→ **DOCUMENT**:
------------

[Python-3000-checkins] r59449 - in python/branches/py3k: Include/stringobject.h Lib/test/test_set.py Misc/NEWS Objects/dictobject.c Objects/setobject.c Objects/stringlib/eq.h Objects/stringobject.c

christian.heimes python-3000-checkins at python.org
Mon Dec 10 16:50:57 CET 2007


Author: christian.heimes
Date: Mon Dec 10 16:50:56 2007
New Revision: 59449

Added:
   python/branches/py3k/Objects/stringlib/eq.h   (contents, props changed)
Modified:
   python/branches/py3k/Include/stringobject.h
   python/branches/py3k/Lib/test/test_set.py
   python/branches/py3k/Misc/NEWS
   python/branches/py3k/Objects/dictobject.c
   python/branches/py3k/Objects/setobject.c
   python/branches/py3k/Objects/stringobject.c
Log:
Fixed issue #1564: The set implementation should special-case PyUnicode instead of PyString
I moved the unicode_eq to stringlib/eq.h to keep the function static and possible inline for setobject.c and dictobject.h. I also removed the unused _PyString_Eq method. If it's required in the future it can be added to eq.h

Modified: python/branches/py3k/Include/stringobject.h
==============================================================================
--- python/branches/py3k/Include/stringobject.h	(original)

------------

→ **AIM A**: Rewrite the commit message from "Author: christian.heimes" up to and including "(contents, props changed)", with "Created" in place of "Added".
→ **AIM B**: Carry on the Python commit message, starting right after its last line.

------------

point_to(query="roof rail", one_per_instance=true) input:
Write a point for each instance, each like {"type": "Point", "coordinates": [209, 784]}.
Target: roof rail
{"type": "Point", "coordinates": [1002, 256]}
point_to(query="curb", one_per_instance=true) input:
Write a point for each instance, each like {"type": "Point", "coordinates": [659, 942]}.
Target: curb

------------

→ **EXPECTED OUTPUT A**:
Author: christian.heimes
Date: Mon Dec 10 16:50:56 2007
New Revision: 59449

Created:
   python/branches/py3k/Objects/stringlib/eq.h   (contents, props changed)

→ **EXPECTED OUTPUT B**:
+++ python/branches/py3k/Include/stringobject.h	Mon Dec 10 16:50:56 2007
@@ -58,7 +58,6 @@
 PyAPI_FUNC(void) PyString_Concat(PyObject **, PyObject *);
 PyAPI_FUNC(void) PyString_ConcatAndDel(PyObject **, PyObject *);
 PyAPI_FUNC(int) _PyString_Resize(PyObject **, Py_ssize_t);
-PyAPI_FUNC(int) _PyString_Eq(PyObject *, PyObject*);
 PyAPI_FUNC(PyObject *) PyString_Format(PyObject *, PyObject *);
 PyAPI_FUNC(PyObject *) _PyString_FormatLong(PyObject*, int, int,
 						  int, char**, int*);

Modified: python/branches/py3k/Lib/test/test_set.py
==============================================================================
--- python/branches/py3k/Lib/test/test_set.py	(original)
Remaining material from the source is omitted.